> _INSTRUCTIONS TO FOLLOW_: What you return should be every record, retyped without a single change.

[Source records]
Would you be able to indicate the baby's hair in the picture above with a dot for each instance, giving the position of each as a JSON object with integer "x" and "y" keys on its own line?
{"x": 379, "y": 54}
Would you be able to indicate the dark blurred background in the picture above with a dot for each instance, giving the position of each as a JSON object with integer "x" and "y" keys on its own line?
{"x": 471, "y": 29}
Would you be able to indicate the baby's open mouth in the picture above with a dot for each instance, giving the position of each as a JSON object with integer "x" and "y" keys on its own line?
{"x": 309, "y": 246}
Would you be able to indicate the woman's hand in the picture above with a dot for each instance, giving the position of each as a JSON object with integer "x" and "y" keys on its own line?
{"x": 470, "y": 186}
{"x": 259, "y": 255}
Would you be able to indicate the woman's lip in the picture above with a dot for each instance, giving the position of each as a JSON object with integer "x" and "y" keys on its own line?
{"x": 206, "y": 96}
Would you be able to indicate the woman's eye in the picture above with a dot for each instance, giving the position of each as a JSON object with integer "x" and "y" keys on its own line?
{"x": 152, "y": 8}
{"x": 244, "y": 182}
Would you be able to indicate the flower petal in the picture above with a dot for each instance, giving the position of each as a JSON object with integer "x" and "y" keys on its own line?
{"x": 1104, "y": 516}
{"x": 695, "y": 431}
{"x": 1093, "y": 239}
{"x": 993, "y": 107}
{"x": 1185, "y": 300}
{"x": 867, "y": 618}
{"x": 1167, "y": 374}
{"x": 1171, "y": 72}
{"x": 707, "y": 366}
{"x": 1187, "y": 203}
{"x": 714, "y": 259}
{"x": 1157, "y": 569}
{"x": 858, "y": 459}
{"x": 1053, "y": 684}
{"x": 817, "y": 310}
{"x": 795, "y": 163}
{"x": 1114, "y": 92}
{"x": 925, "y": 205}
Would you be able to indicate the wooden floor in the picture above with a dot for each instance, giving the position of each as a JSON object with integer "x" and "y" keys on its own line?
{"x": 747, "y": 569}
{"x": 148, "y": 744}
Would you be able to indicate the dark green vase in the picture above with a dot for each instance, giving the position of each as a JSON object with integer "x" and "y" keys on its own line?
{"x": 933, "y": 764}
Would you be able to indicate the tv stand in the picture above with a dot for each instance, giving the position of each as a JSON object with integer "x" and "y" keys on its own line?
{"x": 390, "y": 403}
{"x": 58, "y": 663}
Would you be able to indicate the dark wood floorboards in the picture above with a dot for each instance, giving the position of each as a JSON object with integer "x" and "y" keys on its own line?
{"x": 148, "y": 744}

> _ANSWER SECTION_:
Would you be able to indicate the baby's hair in the picture above with a dot for each instance, giving the position of each as a JSON object with integer "x" and "y" keys on its own line?
{"x": 379, "y": 54}
Would you be able to indicate the dark blurred background in the picture above with a dot for each instance, giving the position of each as a JSON object with integer "x" and "y" keys on its own line?
{"x": 471, "y": 29}
Would you be able to indicate the baby's open mouth in the picture above with a dot for each instance, giving the position of each as a JSON object with integer "x" and "y" keys on its own line?
{"x": 309, "y": 246}
Would you be able to indicate the woman's hand in the picture above with a dot for each instance, giving the position of each as a JSON object with integer "x" and "y" keys on its own line?
{"x": 470, "y": 186}
{"x": 259, "y": 255}
Would you be able to indicate the woman's lip in the picture above with a dot for each instance, giving the position of each as a JSON object with integer "x" and "y" keys on its own line?
{"x": 206, "y": 96}
Would you be able to indicate the woman's eye in the picture above with a dot for each instance, giving the position of each as a JSON object with integer "x" and "y" keys on its own line?
{"x": 152, "y": 8}
{"x": 244, "y": 182}
Would you be able to indicate the flower petal in the picture above with a dot for each instance, giving the position of each as a JSON object with integer "x" and "y" keys on its own line?
{"x": 1104, "y": 516}
{"x": 695, "y": 431}
{"x": 1093, "y": 239}
{"x": 993, "y": 107}
{"x": 1185, "y": 300}
{"x": 867, "y": 618}
{"x": 1167, "y": 374}
{"x": 1171, "y": 72}
{"x": 707, "y": 366}
{"x": 1187, "y": 203}
{"x": 714, "y": 259}
{"x": 1157, "y": 569}
{"x": 858, "y": 459}
{"x": 1053, "y": 684}
{"x": 817, "y": 310}
{"x": 795, "y": 163}
{"x": 1114, "y": 92}
{"x": 925, "y": 205}
Would you be able to indicate the wooden floor in the picture above with a dot for each instance, giving the position of each as a JSON object with integer "x" and "y" keys on its own line?
{"x": 747, "y": 569}
{"x": 148, "y": 744}
Would you be able to indicate the dark green vase in the picture above with a dot for each instance, giving the position of each as a JSON object with integer "x" and "y" keys on its own line?
{"x": 933, "y": 764}
Would you be able to indicate the tv stand in the picture above with a dot for each instance, giving the position of each as a JSON object with integer "x" and "y" keys on its own line?
{"x": 390, "y": 403}
{"x": 58, "y": 663}
Would you be able to indicate the dark wood floorboards in the picture above with a dot for each instance, giving the position of each as a JSON object with integer "x" and "y" keys on its own line?
{"x": 148, "y": 744}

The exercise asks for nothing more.